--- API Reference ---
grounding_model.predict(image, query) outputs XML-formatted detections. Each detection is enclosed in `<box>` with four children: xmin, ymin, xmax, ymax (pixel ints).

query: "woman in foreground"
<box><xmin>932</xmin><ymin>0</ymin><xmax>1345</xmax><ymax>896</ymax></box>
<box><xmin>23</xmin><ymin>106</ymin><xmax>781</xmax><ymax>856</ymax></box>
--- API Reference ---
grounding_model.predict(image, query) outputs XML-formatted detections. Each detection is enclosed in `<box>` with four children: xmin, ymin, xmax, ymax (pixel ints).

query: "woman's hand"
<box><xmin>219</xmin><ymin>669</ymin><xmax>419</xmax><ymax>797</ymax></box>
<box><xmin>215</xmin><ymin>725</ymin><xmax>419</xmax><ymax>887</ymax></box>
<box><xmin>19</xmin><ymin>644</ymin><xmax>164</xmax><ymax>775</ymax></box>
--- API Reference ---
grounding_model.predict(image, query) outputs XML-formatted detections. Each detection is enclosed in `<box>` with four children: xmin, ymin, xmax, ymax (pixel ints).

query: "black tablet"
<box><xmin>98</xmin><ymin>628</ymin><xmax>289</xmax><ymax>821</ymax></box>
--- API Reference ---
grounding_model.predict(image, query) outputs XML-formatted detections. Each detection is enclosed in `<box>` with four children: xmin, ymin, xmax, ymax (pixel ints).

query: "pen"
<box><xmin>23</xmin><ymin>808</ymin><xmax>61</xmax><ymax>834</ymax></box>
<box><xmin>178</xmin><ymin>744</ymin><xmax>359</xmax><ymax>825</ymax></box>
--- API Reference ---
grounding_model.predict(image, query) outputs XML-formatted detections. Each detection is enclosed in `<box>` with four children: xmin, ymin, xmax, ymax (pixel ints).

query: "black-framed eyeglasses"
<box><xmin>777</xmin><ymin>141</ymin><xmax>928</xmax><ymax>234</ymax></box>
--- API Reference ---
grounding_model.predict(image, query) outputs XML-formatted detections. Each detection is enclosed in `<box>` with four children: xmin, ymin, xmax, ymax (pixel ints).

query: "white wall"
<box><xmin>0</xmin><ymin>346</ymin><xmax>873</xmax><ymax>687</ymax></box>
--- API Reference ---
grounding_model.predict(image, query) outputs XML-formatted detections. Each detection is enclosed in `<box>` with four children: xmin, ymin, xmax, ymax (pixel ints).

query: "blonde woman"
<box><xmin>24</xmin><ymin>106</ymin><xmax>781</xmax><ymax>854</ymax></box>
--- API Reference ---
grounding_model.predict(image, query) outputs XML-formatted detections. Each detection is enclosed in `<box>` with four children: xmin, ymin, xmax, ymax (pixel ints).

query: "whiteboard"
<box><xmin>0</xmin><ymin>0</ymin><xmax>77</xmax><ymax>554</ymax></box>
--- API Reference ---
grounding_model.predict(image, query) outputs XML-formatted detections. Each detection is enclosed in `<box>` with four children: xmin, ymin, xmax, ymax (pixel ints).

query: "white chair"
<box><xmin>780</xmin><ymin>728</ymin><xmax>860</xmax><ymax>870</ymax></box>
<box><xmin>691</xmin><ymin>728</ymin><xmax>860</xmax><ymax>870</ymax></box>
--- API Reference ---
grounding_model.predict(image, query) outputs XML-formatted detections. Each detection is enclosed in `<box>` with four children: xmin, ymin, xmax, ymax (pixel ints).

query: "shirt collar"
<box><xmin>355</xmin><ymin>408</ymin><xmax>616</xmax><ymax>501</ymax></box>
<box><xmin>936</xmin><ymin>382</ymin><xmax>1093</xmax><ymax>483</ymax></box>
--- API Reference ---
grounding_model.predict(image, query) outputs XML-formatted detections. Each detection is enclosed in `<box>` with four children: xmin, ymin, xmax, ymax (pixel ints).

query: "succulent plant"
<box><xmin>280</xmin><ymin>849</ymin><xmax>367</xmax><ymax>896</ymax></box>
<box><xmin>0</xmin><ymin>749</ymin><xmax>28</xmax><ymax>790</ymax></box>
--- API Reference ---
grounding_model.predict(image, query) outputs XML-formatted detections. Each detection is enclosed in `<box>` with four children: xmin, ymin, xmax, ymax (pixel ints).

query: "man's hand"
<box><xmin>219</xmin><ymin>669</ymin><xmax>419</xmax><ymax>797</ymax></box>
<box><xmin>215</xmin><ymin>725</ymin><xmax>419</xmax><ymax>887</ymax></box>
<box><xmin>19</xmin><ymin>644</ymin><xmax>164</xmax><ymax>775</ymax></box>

######

* **AIM**: How many lines in the records above contain the string "woman"? Give only the number.

* **RESPONSE TO THE EXERCISE**: 3